GOAL »
Rescale the material below by writing out every line again, requests included, with each point coordinate in the answers multiplied by 1.2. Round each result to the nearest whole number, rounding halves up.

RECORD LIST »
____

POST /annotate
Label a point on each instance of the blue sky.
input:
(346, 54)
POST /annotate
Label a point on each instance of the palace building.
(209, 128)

____

FULL OUTPUT »
POST /annotate
Label a point on each instance of the blue sky.
input:
(415, 65)
POST /annotate
Label a point on each instance of the palace building.
(251, 154)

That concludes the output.